EXERCISE DESCRIPTION: Omit all pictures. Quote the lines from the one with "Where can you spot the blurred" through the end of the listing below, exactly as they appear.

Segment Start: DATASET ENTRIES

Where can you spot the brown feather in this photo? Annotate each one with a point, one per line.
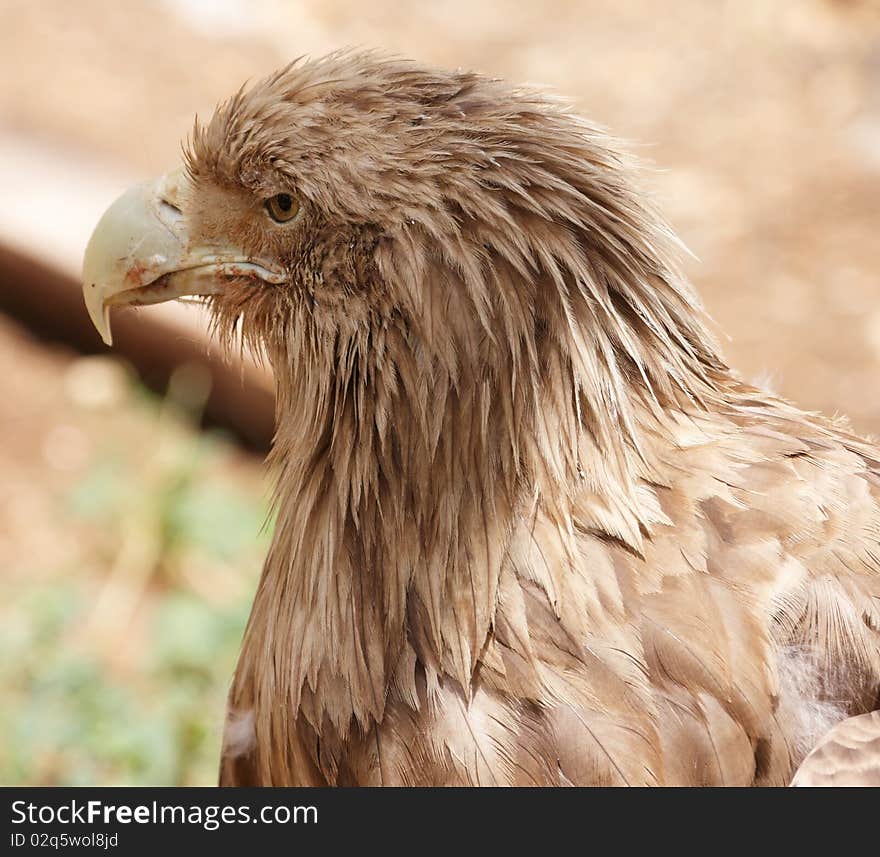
(531, 529)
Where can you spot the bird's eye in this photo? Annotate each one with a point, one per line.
(282, 207)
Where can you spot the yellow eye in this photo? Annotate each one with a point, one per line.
(282, 207)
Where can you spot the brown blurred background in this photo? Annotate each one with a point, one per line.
(130, 538)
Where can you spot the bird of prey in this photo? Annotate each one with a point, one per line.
(531, 529)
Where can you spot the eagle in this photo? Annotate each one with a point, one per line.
(531, 528)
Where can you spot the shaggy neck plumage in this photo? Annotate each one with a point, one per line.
(410, 441)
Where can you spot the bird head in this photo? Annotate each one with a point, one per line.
(366, 222)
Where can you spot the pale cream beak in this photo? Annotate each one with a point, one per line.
(141, 253)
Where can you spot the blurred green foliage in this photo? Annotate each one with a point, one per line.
(114, 669)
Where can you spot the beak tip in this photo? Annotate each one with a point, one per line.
(99, 313)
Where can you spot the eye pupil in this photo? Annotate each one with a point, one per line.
(282, 207)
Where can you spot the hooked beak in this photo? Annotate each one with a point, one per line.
(141, 253)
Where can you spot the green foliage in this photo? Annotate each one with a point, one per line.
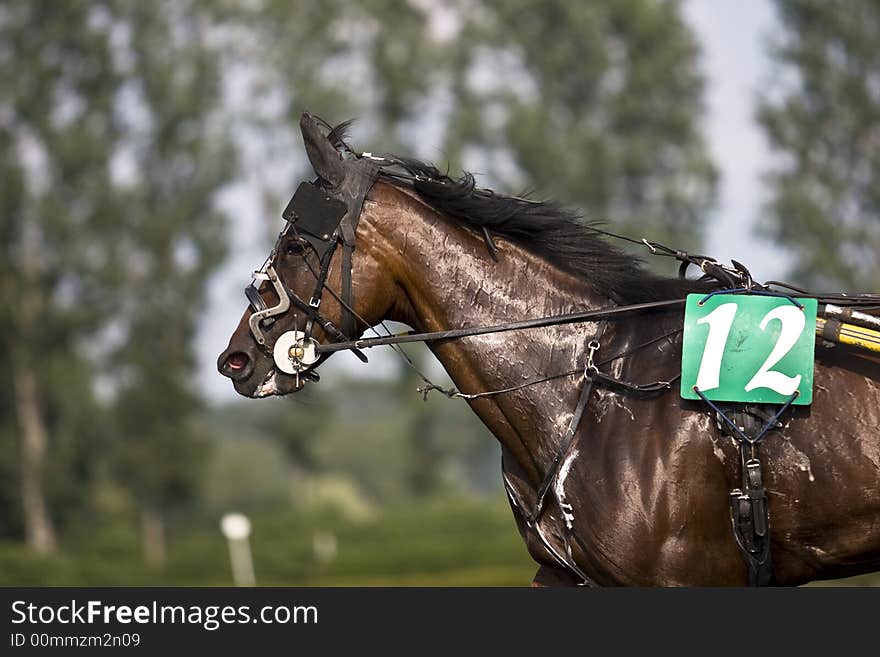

Segment End: DATASET ENTRIES

EXERCISE RESPONSE:
Where can you spot the blurred green foliage in this photo? Annotate each one with a point, one per line.
(114, 669)
Where can you spot the beak tip in this photo? Annotate each one with a point, one per line.
(99, 313)
Where can you spot the eye pupil in this photo? Annotate each one with a point, one per line.
(282, 207)
Where can you spot the hooked beak in this photo? Annotate each one with a point, one per line.
(141, 253)
Where can you spot the green foliage in this photo? Annotate each one with a point, one per line.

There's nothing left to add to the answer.